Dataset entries
******************************
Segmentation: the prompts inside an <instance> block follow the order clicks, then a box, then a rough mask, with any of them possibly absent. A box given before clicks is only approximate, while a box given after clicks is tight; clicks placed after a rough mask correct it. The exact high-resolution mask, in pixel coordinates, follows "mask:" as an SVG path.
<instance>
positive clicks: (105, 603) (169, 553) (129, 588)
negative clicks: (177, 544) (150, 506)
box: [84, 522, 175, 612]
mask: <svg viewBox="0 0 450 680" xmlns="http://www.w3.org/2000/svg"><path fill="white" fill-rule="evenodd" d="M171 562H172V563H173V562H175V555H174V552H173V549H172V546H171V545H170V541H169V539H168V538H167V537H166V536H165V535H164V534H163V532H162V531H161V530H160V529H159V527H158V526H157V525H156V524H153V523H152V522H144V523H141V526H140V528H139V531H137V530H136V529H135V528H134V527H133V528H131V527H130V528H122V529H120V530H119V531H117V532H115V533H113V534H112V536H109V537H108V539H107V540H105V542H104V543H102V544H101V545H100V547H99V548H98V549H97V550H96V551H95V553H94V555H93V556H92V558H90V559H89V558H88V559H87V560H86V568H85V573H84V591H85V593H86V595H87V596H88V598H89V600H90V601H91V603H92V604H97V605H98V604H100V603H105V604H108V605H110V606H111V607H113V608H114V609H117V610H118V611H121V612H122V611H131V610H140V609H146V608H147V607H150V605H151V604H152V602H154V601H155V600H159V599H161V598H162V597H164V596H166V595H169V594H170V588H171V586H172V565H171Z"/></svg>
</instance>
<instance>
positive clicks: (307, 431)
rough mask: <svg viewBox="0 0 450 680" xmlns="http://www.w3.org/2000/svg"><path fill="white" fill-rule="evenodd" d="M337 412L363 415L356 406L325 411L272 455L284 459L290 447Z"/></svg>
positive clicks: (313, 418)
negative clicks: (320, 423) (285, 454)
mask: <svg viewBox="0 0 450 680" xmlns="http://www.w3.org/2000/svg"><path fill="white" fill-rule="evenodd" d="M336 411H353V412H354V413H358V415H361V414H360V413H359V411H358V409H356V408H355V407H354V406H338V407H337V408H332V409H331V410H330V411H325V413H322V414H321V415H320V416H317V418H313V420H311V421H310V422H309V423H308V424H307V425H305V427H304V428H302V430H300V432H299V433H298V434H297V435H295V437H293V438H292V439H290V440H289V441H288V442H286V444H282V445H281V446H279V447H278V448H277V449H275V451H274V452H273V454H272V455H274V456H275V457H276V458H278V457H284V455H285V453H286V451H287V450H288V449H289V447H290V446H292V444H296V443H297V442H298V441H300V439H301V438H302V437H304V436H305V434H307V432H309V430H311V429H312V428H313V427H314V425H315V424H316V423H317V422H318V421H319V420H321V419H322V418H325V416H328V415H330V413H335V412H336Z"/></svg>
******************************
▶ [Job item]:
Turn the lines above into a JSON list of strings, with one string for each line and no blank lines.

▶ [Result of the exercise]:
[
  "Segmentation: the prompts inside an <instance> block follow the order clicks, then a box, then a rough mask, with any of them possibly absent. A box given before clicks is only approximate, while a box given after clicks is tight; clicks placed after a rough mask correct it. The exact high-resolution mask, in pixel coordinates, follows \"mask:\" as an SVG path.",
  "<instance>",
  "positive clicks: (105, 603) (169, 553) (129, 588)",
  "negative clicks: (177, 544) (150, 506)",
  "box: [84, 522, 175, 612]",
  "mask: <svg viewBox=\"0 0 450 680\" xmlns=\"http://www.w3.org/2000/svg\"><path fill=\"white\" fill-rule=\"evenodd\" d=\"M171 562H172V563H173V562H175V555H174V552H173V549H172V546H171V545H170V541H169V539H168V538H167V537H166V536H165V535H164V534H163V532H162V531H161V530H160V529H159V527H158V526H157V525H156V524H153V523H152V522H144V523H141V526H140V528H139V531H137V530H136V529H135V528H134V527H133V528H131V527H130V528H122V529H120V530H119V531H117V532H115V533H113V534H112V536H109V537H108V539H107V540H105V542H104V543H102V544H101V545H100V547H99V548H98V549H97V550H96V551H95V553H94V555H93V556H92V558H90V559H89V558H88V559H87V560H86V568H85V573H84V591H85V593H86V595H87V596H88V598H89V600H90V601H91V603H92V604H97V605H98V604H100V603H105V604H108V605H110V606H111V607H113V608H114V609H117V610H118V611H121V612H122V611H131V610H140V609H146V608H147V607H150V605H151V604H152V602H154V601H155V600H159V599H161V598H162V597H164V596H166V595H169V594H170V588H171V586H172V565H171Z\"/></svg>",
  "</instance>",
  "<instance>",
  "positive clicks: (307, 431)",
  "rough mask: <svg viewBox=\"0 0 450 680\" xmlns=\"http://www.w3.org/2000/svg\"><path fill=\"white\" fill-rule=\"evenodd\" d=\"M337 412L363 415L356 406L325 411L272 455L284 459L290 447Z\"/></svg>",
  "positive clicks: (313, 418)",
  "negative clicks: (320, 423) (285, 454)",
  "mask: <svg viewBox=\"0 0 450 680\" xmlns=\"http://www.w3.org/2000/svg\"><path fill=\"white\" fill-rule=\"evenodd\" d=\"M336 411H353V412H354V413H358V415H361V414H360V413H359V411H358V409H356V408H355V407H354V406H338V407H337V408H332V409H331V410H330V411H325V413H322V414H321V415H320V416H317V418H313V420H311V421H310V422H309V423H308V424H307V425H305V427H304V428H302V430H300V432H299V433H298V434H297V435H295V437H293V438H292V439H290V440H289V441H288V442H286V444H282V445H281V446H279V447H278V448H277V449H275V451H274V452H273V454H272V455H274V456H275V457H276V458H278V457H284V455H285V453H286V451H287V450H288V449H289V447H290V446H292V444H296V443H297V442H298V441H300V439H301V438H302V437H304V436H305V434H307V432H309V430H311V429H312V428H313V427H314V425H315V424H316V423H317V422H318V421H319V420H321V419H322V418H325V416H328V415H330V413H335V412H336Z\"/></svg>"
]